## Written task:
In the material below, set out each line from the one containing "Pick out one point on every instance of the leafy" through the one containing "[(416, 259)]", both included, as a numbered list, skipping blank lines and leaving out the pictures.

## Items:
## start
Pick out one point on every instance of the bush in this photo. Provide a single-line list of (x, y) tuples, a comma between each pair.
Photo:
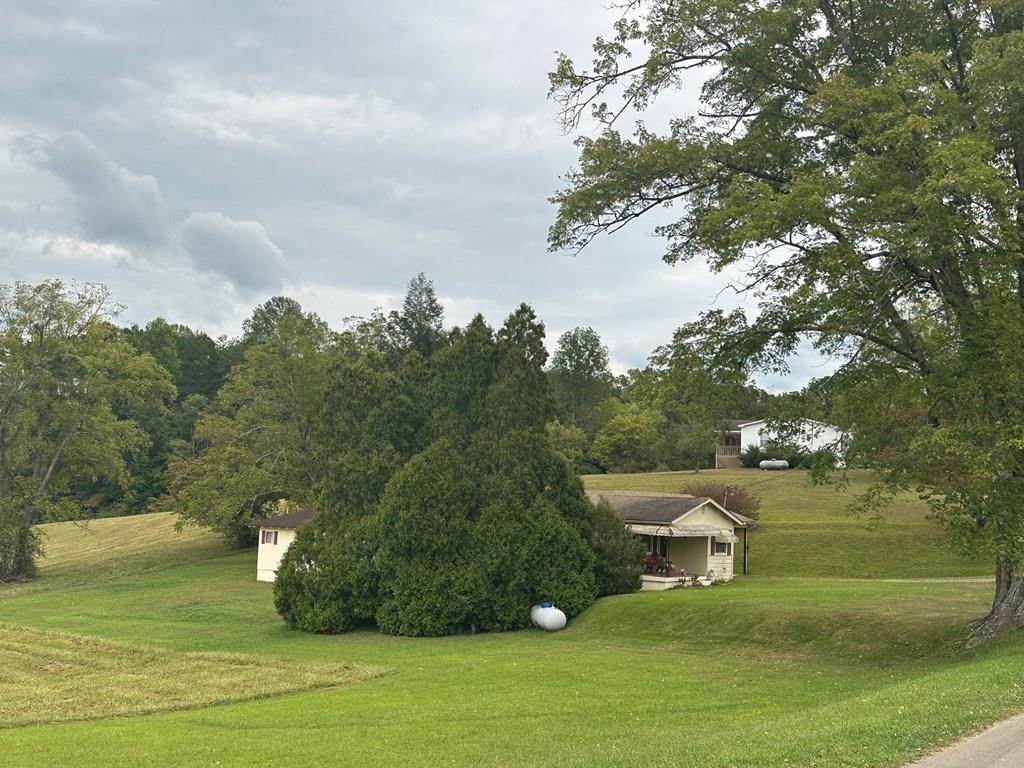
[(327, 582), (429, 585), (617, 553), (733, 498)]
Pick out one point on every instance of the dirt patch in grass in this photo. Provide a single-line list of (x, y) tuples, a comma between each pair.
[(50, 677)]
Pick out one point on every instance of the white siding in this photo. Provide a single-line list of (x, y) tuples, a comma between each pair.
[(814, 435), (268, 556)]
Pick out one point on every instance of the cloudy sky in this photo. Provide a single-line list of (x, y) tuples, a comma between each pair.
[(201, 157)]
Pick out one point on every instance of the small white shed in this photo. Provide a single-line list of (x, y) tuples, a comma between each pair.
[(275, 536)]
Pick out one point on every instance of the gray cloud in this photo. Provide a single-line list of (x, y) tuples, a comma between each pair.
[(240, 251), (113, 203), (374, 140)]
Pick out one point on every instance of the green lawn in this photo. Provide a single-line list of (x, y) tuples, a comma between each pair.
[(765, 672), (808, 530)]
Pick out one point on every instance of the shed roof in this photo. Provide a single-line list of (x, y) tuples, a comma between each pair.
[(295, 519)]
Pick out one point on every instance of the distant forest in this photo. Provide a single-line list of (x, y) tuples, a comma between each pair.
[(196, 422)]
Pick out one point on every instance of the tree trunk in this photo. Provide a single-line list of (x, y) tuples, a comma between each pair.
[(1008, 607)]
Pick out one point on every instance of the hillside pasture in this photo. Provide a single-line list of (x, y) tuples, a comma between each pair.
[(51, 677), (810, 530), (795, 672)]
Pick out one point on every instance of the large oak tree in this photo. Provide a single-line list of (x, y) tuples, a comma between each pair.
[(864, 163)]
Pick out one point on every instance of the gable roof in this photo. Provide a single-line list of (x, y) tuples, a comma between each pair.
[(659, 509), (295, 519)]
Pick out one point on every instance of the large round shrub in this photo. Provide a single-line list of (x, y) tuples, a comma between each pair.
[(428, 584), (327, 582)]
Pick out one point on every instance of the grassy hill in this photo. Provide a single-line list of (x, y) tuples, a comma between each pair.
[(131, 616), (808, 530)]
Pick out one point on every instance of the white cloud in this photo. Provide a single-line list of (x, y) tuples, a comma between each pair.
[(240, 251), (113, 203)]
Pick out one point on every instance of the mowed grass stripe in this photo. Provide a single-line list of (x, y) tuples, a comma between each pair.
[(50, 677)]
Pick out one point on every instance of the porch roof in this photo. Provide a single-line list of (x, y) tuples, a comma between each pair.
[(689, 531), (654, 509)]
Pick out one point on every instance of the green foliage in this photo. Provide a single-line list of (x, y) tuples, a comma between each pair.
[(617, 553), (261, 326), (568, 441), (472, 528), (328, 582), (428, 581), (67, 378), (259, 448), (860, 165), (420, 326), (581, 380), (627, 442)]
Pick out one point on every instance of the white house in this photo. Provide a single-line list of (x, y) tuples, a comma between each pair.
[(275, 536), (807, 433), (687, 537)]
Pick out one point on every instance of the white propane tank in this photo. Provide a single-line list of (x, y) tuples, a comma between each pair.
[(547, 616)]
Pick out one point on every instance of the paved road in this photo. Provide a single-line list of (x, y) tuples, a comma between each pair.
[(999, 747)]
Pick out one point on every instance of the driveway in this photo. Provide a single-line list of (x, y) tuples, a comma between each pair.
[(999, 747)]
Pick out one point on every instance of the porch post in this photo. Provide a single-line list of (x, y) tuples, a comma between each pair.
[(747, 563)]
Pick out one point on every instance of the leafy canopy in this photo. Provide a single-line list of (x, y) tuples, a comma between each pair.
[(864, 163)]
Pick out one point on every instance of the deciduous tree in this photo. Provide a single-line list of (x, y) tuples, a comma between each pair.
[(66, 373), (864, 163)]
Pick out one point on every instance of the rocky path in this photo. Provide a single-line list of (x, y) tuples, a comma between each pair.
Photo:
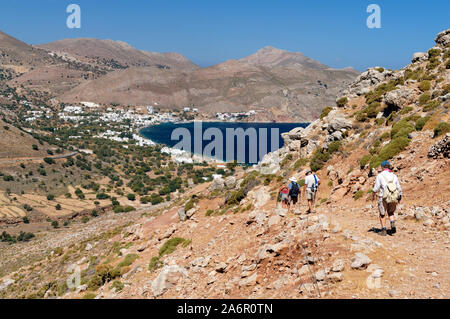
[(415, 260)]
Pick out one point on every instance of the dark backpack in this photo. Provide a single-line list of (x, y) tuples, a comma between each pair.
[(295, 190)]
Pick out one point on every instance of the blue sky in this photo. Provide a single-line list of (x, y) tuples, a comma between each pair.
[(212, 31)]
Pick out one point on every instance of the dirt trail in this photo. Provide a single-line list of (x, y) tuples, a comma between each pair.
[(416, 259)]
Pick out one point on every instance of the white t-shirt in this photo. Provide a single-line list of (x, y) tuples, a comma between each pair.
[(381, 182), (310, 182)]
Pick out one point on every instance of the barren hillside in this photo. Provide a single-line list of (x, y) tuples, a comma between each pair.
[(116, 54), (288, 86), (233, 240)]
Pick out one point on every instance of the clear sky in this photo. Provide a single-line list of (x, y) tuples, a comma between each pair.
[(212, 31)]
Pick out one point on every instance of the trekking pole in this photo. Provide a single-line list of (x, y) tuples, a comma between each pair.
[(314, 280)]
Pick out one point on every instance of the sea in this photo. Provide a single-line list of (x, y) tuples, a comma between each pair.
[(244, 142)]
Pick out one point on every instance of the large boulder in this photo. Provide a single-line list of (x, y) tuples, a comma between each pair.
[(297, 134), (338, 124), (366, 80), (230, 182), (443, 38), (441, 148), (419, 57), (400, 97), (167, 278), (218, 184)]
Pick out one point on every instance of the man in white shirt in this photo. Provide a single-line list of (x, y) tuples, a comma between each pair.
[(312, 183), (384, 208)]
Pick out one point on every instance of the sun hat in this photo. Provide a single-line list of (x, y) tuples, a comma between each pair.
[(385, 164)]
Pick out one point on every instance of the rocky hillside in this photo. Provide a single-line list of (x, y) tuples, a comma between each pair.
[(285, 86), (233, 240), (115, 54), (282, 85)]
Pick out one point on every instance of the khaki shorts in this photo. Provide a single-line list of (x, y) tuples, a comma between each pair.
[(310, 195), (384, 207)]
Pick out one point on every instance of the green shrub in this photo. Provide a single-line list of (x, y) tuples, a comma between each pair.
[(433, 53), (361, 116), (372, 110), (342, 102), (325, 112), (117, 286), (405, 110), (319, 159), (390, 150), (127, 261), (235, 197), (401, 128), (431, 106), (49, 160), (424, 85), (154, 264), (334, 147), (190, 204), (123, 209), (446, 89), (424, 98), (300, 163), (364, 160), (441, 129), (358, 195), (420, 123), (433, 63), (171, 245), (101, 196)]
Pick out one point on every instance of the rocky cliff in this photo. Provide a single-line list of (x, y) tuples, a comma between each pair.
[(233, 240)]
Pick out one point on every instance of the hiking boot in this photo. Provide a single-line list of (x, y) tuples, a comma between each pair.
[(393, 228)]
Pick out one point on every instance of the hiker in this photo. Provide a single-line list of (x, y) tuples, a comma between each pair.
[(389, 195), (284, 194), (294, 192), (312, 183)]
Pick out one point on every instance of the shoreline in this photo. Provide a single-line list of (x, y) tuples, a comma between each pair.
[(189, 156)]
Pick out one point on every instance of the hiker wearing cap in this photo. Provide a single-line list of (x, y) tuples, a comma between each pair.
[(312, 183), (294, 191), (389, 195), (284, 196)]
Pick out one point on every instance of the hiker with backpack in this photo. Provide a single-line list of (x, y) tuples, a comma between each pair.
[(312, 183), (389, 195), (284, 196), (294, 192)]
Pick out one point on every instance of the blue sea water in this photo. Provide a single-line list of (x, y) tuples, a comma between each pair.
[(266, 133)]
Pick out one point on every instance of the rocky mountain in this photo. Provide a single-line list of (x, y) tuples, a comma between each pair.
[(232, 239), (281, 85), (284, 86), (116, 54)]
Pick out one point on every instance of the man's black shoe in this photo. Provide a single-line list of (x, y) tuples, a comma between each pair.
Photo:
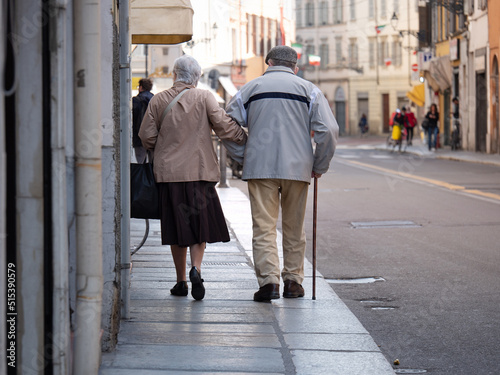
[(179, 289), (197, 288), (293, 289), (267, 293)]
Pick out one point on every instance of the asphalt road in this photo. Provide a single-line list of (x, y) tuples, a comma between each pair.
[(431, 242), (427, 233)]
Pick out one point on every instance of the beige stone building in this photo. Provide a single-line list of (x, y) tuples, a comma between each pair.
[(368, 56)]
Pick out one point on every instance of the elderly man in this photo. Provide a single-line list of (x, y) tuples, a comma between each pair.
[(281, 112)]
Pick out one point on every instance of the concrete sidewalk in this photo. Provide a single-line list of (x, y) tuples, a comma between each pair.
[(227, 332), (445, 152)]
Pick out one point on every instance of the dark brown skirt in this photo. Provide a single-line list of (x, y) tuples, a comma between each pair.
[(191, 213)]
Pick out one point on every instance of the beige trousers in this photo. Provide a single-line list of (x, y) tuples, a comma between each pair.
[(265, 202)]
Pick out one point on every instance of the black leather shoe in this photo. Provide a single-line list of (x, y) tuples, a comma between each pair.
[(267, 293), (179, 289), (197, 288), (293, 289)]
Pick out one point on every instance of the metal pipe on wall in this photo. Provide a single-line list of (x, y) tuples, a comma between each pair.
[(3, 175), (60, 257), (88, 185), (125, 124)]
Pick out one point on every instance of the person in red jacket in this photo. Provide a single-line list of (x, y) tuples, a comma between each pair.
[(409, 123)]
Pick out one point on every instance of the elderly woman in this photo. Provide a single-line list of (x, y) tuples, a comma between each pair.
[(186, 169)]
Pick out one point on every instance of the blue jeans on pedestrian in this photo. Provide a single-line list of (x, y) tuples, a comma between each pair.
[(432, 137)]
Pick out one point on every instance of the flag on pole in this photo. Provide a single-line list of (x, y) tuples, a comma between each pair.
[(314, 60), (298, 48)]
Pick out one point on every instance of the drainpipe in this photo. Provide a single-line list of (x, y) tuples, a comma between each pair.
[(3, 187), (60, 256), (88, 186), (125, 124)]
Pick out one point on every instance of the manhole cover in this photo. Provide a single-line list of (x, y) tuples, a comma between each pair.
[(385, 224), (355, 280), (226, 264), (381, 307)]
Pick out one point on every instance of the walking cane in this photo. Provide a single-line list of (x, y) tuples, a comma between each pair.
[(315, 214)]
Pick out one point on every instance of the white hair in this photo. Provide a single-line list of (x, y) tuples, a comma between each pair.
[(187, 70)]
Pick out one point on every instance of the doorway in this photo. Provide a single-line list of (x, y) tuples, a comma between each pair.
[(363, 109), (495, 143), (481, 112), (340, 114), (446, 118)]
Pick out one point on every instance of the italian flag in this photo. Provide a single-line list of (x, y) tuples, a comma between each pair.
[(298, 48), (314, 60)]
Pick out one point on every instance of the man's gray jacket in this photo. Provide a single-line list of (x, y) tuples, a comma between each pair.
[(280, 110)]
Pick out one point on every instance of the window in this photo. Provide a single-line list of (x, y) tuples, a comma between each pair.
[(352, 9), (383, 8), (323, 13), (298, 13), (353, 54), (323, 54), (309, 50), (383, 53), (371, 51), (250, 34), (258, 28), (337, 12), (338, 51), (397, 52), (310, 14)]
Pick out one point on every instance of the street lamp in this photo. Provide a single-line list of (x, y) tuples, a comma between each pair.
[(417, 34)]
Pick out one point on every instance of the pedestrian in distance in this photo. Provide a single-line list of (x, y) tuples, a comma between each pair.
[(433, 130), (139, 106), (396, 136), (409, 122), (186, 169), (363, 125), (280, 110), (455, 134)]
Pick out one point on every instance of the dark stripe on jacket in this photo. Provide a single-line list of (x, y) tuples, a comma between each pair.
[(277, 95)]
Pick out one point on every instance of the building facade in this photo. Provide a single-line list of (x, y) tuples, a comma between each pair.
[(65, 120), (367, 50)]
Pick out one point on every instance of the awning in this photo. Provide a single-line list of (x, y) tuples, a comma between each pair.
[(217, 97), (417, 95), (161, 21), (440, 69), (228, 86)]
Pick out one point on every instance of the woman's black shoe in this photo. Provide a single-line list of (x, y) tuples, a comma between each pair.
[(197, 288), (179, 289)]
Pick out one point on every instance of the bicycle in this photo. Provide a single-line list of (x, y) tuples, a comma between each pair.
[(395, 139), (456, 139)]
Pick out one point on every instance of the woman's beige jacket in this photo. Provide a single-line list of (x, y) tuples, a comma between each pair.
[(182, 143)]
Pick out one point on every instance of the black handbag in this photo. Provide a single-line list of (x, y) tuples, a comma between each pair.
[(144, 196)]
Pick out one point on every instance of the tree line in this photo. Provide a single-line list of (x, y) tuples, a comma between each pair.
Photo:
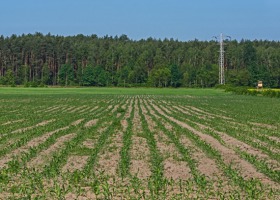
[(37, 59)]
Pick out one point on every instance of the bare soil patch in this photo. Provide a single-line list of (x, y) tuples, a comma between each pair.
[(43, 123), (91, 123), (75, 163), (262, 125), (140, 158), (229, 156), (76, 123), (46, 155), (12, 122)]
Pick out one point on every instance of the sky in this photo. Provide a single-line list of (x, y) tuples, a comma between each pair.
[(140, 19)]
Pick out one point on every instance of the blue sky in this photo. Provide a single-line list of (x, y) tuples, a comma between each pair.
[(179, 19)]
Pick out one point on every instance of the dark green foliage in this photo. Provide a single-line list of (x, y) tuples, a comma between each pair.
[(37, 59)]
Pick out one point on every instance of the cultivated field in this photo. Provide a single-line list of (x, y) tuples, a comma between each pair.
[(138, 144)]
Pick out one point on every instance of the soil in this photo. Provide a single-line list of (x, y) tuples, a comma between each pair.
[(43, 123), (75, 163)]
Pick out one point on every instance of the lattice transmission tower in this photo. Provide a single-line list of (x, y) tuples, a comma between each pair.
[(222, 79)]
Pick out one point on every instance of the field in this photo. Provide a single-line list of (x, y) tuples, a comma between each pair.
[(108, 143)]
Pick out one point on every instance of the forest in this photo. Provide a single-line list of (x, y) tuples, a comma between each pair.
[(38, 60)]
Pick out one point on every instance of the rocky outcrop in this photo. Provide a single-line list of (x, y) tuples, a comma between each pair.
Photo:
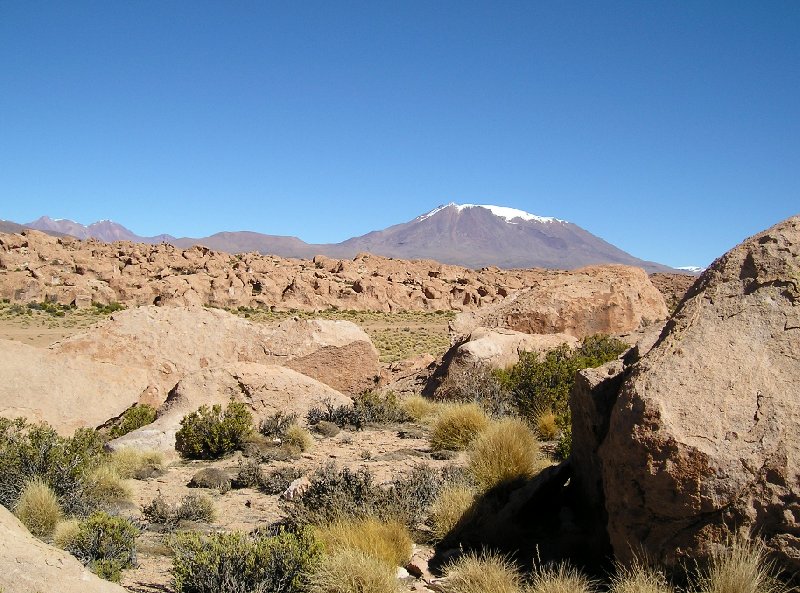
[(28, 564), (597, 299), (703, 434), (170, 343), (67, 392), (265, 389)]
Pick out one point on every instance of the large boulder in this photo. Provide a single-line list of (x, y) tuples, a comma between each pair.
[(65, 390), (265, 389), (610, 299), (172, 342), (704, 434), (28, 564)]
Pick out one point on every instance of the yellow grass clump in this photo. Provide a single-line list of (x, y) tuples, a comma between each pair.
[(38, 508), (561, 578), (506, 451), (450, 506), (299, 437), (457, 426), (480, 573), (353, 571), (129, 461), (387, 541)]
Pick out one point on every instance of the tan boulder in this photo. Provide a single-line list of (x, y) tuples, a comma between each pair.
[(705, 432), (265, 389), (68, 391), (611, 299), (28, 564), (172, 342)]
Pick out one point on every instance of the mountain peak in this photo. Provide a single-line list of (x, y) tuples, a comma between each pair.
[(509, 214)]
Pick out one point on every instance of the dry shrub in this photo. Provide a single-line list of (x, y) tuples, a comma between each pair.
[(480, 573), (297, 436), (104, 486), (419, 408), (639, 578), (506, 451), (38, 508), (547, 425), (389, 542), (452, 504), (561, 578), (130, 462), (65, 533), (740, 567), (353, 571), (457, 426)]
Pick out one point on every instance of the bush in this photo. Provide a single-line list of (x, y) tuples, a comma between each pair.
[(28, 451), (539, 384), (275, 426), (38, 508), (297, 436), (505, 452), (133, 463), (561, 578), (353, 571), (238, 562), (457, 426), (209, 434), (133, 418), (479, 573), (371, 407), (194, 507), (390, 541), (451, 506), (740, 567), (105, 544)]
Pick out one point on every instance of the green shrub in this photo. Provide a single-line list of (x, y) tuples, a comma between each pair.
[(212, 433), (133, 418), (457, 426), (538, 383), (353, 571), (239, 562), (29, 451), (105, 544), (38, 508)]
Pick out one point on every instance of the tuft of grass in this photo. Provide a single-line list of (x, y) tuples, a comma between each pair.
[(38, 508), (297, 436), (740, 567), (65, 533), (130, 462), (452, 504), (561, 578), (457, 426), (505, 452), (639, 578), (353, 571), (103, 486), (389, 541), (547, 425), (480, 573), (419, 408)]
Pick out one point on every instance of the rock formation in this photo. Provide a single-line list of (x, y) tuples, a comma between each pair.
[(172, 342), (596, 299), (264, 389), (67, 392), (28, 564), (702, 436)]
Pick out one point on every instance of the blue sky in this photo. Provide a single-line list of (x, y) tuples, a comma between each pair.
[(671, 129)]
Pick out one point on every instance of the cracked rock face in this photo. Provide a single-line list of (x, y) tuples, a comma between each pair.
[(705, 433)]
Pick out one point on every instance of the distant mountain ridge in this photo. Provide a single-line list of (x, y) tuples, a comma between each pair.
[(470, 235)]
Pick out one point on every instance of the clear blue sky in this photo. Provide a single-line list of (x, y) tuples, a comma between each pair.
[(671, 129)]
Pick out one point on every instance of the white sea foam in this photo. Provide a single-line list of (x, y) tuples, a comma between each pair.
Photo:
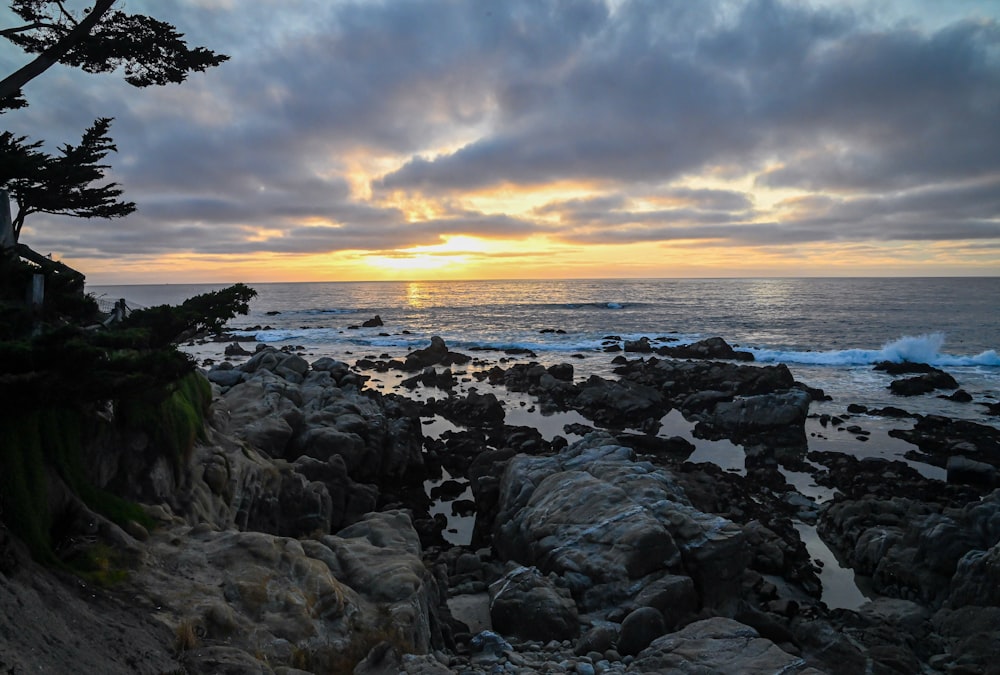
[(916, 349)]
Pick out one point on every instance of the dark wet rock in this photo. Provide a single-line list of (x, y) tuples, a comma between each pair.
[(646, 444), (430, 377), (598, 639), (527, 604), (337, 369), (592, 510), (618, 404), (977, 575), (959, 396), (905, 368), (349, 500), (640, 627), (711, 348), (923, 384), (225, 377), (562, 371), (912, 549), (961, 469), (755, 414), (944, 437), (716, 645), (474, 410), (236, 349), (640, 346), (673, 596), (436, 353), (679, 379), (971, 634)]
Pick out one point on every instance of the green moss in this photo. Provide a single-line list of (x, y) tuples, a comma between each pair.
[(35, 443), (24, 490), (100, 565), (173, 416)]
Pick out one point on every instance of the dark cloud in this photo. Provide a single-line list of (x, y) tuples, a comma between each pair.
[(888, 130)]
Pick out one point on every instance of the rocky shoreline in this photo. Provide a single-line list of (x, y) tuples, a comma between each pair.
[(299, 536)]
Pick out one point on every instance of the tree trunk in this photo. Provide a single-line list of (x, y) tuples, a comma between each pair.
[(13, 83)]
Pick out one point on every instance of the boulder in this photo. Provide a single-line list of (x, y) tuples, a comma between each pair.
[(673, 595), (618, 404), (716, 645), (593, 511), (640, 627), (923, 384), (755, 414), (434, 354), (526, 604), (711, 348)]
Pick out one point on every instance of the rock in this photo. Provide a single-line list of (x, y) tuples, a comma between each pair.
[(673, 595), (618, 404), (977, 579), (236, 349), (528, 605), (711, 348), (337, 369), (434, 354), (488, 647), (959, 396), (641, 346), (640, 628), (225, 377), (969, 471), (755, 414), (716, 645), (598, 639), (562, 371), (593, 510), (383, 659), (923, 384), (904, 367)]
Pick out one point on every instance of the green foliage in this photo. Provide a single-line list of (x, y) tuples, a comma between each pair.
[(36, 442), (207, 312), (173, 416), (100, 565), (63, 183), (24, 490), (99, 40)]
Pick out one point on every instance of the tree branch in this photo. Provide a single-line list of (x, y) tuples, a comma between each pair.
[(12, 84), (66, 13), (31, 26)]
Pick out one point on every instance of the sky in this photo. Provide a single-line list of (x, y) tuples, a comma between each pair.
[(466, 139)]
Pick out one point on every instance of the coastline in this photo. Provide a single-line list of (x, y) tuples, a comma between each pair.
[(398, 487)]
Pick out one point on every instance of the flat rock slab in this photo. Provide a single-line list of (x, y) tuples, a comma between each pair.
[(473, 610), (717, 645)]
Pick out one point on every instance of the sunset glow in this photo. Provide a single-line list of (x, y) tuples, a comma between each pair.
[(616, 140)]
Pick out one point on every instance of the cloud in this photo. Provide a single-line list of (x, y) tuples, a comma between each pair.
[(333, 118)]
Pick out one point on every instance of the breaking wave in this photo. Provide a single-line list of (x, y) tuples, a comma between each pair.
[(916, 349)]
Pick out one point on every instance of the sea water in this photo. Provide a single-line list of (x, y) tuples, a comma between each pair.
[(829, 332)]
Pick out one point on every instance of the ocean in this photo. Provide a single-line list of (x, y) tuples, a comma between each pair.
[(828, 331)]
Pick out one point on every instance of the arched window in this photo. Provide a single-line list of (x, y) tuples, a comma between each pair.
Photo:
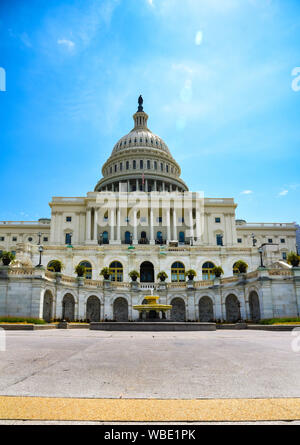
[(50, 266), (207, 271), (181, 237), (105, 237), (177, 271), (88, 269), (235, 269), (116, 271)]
## end
## Exercise solution:
1. Pick out one point on every instance of the leafy canopy in this photo. Provide a single-line list of (x, y) tuples, a comma between each pair.
2. [(864, 163)]
3. Pick out one point on every instance of the deciduous tree in this photo. Provide a single-line list of (x, y) tuples, a comma between each pair.
4. [(66, 373), (864, 163)]
5. Pick out one point on every instance of the rocky path in this photo. Provide a single-line list of (x, y) tuples, a comma between each pair.
6. Photo:
7. [(415, 260)]
8. Pick out one point on every instance of the dark backpack in this photo. Provide a single-line list of (x, y) tuples, a comma between each pair.
9. [(295, 190)]
10. Pick out one point on every instance of the blue sky in this photo. Provide a single-line list of (x, y) tuples, a comma between each pair.
11. [(212, 31)]
12. Pick out one point on every instance of the dirt trail in this photo. Provide a single-line list of (x, y) tuples, a comma between each pair.
13. [(416, 259)]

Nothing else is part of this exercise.